--- START ---
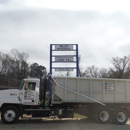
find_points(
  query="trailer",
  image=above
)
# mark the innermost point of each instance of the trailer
(104, 100)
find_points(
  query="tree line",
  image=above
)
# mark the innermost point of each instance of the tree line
(14, 67)
(120, 69)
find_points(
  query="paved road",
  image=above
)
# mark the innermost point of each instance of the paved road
(66, 124)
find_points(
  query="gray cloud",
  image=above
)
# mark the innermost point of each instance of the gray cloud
(4, 1)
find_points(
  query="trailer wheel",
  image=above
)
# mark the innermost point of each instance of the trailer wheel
(120, 116)
(9, 115)
(103, 115)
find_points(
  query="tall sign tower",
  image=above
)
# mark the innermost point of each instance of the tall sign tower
(67, 54)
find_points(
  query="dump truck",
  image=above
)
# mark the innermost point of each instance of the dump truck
(102, 99)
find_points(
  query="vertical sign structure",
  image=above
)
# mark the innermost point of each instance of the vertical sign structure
(64, 58)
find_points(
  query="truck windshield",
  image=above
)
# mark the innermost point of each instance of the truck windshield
(21, 85)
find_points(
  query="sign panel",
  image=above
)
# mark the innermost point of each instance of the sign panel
(64, 69)
(109, 86)
(64, 58)
(64, 47)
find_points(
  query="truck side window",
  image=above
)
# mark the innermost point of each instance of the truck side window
(31, 86)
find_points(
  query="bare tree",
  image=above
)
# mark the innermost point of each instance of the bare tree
(121, 67)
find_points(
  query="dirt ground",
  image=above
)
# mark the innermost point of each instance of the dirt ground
(63, 124)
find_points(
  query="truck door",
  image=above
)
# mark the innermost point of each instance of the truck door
(28, 93)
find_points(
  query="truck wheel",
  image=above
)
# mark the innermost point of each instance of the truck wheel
(120, 116)
(9, 115)
(103, 115)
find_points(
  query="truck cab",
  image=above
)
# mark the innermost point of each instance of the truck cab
(29, 91)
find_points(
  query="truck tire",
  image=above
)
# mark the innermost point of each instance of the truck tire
(103, 115)
(120, 116)
(9, 115)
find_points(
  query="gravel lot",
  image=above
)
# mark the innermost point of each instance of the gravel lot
(64, 124)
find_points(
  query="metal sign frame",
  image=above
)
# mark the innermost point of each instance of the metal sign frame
(64, 47)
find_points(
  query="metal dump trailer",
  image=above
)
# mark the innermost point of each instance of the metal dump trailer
(101, 99)
(103, 90)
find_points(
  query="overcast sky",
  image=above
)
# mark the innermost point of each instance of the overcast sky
(101, 28)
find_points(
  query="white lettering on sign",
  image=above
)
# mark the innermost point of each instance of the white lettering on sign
(63, 47)
(63, 58)
(64, 69)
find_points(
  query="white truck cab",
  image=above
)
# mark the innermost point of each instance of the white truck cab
(26, 94)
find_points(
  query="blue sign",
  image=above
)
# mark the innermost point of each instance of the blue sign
(64, 58)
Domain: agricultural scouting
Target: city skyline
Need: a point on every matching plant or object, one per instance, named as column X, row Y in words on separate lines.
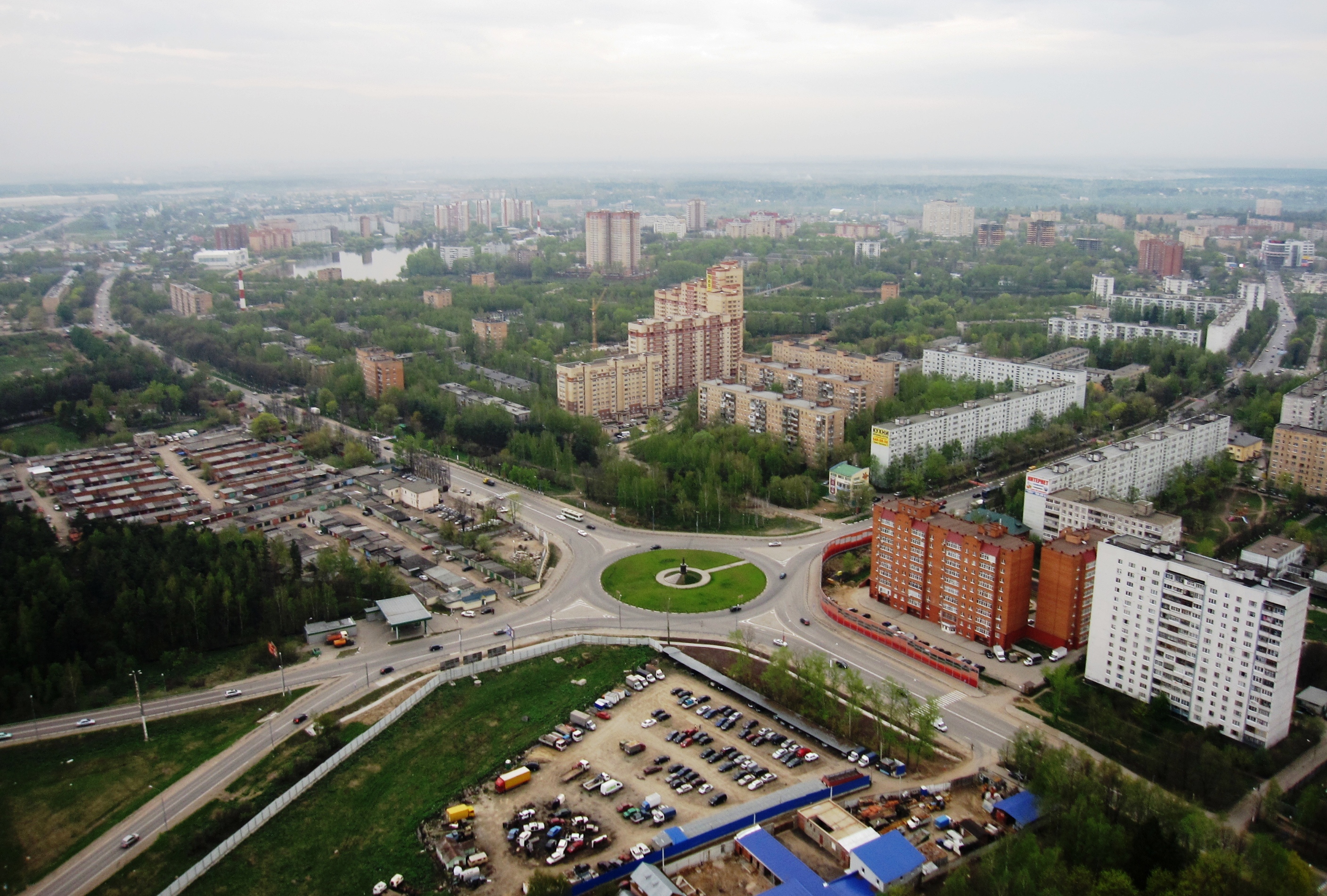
--- END ---
▶ _YOUR ASSIGNMENT_
Transcribe every entry exactly. Leave out the pictures.

▶ _SOLVED EXERCISE_
find_points(
  query="trailer",
  image=above
)
# mark the innermost point of each instance of the trailer
(104, 100)
find_points(
  query="tree line",
  image=above
)
# mark the innermost point of each instance of the tree line
(14, 67)
(120, 69)
find_points(
  query="paved road",
  image=above
)
# mark the innermost point of each instance of the paved road
(66, 124)
find_points(
  query="gray cloud",
  image=above
)
# mark the innermost point of each instance of the gray cloud
(4, 1)
find_points(
  query="trailer wheel",
  image=above
)
# mark the innermost point of each instance of the trailer wheel
(120, 116)
(9, 115)
(103, 115)
find_points(
  query="tall sign tower",
  image=above
)
# mark the innermost point of each instance of the tall sign tower
(67, 54)
find_points(
  query="dump truck",
  image=above
)
# mark the innermost point of each instance of the dump truck
(102, 99)
find_points(
  query="vertical sign structure",
  image=above
)
# mark the innermost point of each instance of the vertical sign structure
(64, 58)
find_points(
  query="truck windshield",
  image=above
)
# mark the innermost point of each instance of the truck windshield
(21, 85)
find_points(
  query="sign panel",
  image=above
)
# mark the innermost point of each instance of the sign panel
(64, 69)
(109, 86)
(64, 58)
(64, 47)
find_points(
  query="truck side window",
  image=above
)
# mark the innermost point of each instance of the truck side window
(31, 86)
find_points(
  query="bare tree",
  image=above
)
# mark the innermost point of each instance of the bare tree
(121, 67)
find_points(
  query="dirt ground",
  image=above
)
# mark the innermost point of each instance of the dirt ground
(63, 124)
find_points(
  query="truck door",
  image=above
)
# mark the innermost point of each instance of the truck door
(28, 93)
find_points(
  query="truck wheel",
  image=above
)
# mark the innermost point of each instance of the truck wheel
(120, 116)
(9, 115)
(103, 115)
find_points(
  query="truck cab",
  image=above
)
# mark the innermost point of each instance of the truck cab
(29, 91)
find_points(
  query="truck tire",
  image=above
)
# mark the innermost point of each instance of the truck tire
(103, 115)
(120, 116)
(9, 115)
find_points(
  query="gravel lot",
  image=above
)
# mark the innermost point of each instance of the gravel lot
(64, 124)
find_points(
  query="metal sign frame",
  image=above
)
# mark the innermost point of each instance of the metal sign frame
(64, 47)
find_points(
  query="metal dump trailer",
  image=above
)
# mark the innermost point of each instance of the metal dump trailer
(101, 99)
(103, 90)
find_points(
  query="overcast sky",
  image=above
)
# mark the innermost point of each instance of the overcast sky
(101, 28)
find_points(
  query="white lettering on sign",
  image=above
)
# mark the innermost point of each instance of the white lettering on sign
(63, 47)
(63, 58)
(64, 69)
find_points(
  query="white truck cab",
  image=above
)
# mark the innermost point of each instance of the white truck cab
(26, 94)
find_points(
  query="blue sign",
  image=above
)
# mark the innermost point of each instance of the blue sign
(64, 58)
Domain: agricultural scouting
Target: city skyline
Need: a point on every matching plant or object, one per instance, named as column X, row Y in words on separate lines.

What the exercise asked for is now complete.